- _WHAT IS BEING ASKED_
Please copy out the data below line for line, changing nothing.

— start LISTED RECORDS —

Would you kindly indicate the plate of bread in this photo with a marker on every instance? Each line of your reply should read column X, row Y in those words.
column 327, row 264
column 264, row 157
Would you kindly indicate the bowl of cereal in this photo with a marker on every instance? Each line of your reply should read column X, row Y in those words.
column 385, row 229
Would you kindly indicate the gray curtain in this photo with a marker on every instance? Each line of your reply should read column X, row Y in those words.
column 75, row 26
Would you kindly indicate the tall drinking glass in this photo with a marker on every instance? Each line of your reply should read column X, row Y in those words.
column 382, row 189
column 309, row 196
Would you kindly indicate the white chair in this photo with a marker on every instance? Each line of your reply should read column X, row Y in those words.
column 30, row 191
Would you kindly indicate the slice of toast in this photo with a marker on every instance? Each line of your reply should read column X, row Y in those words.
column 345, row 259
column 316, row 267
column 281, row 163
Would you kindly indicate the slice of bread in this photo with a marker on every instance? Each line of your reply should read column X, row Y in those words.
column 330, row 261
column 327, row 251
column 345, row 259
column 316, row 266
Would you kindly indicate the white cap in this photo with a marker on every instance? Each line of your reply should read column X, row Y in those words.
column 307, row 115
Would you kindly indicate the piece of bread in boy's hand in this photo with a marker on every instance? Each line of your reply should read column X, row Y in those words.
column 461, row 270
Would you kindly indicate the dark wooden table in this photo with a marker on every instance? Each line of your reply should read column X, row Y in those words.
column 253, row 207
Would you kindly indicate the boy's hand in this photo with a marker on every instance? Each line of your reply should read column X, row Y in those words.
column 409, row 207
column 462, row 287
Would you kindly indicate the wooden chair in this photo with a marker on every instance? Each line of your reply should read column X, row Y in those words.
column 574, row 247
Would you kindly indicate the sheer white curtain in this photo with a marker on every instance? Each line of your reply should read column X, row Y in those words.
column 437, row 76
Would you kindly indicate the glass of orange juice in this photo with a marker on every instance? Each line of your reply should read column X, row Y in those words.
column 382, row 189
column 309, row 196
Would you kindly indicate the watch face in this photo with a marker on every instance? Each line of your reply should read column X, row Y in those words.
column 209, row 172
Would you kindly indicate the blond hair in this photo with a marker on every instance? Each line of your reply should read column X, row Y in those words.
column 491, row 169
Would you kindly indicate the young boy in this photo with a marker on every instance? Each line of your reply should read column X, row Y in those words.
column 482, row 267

— end LISTED RECORDS —

- _FINAL ANSWER_
Would you kindly indicate the plate of bread in this photo with a marker on every instance? Each line of your reply should read column X, row Y in those words.
column 327, row 264
column 264, row 157
Would you kindly indicate the bowl of cereal in this photo with a marker on every instance? Each line of your reply should read column X, row Y in those words.
column 385, row 229
Would you kindly indicate the gray curtain in this photo with a marker on every instance? Each line of your reply should read column X, row Y in those words.
column 75, row 26
Would you kindly indicate the tall drinking glass in this photo with a marker on every instance? Each line of your reply should read column X, row Y in those words.
column 382, row 189
column 309, row 196
Would you kindly indicate the white chair in this photo with a marker on every instance? Each line of your reply should read column X, row Y in those words.
column 30, row 191
Would you kindly indicate the slice of toast in this photo with a marker on every instance? Each line of your reply should read column X, row Y in those words.
column 345, row 259
column 316, row 267
column 281, row 163
Would you kindly indicate the slice of bread in this photo with a marker on every instance? Each line of your reply should read column X, row Y in those words.
column 330, row 261
column 327, row 251
column 345, row 259
column 316, row 266
Would you kindly indicate the white cap in this photo with a marker on every instance? Each line of your reply should read column X, row Y in those words.
column 307, row 115
Would you kindly indicate the piece of bread in boy's hand in this photo with a marker on every instance? Each line of your reply should read column X, row Y in those words.
column 461, row 270
Would you kindly indicate the dark wooden table in this photo with a marker on every instance? Each line of your reply should read column X, row Y in those words.
column 253, row 207
Would you kindly indicate the boy's hand in this photo with a marker on every instance? Each line of your reply should read column X, row Y in those words.
column 409, row 207
column 462, row 287
Would you kindly indicate the wooden chair in this photo with a marker on every instance? Each line of your reply should read column X, row Y in those words.
column 574, row 247
Would you kindly indicate the sheer white curtain in this photo with a marker on every instance? Each line of your reply should read column X, row Y in those words.
column 437, row 76
Would you kindly indicate the glass of orange juice in this photo with a marker on every instance? Each line of your reply should read column X, row Y in those words.
column 382, row 189
column 309, row 196
Would you kindly indicate the watch face in this photo with a marker on every instance? Each line of your reply should read column X, row Y in those words.
column 209, row 172
Would you kindly indicate the blond hair in this photo with a marker on every instance? Each line of your reply should read column X, row Y in those words.
column 491, row 169
Would you kindly indicate the young boy in this photo with a marker on every instance? Each line of your reply should read column X, row Y in those words.
column 482, row 267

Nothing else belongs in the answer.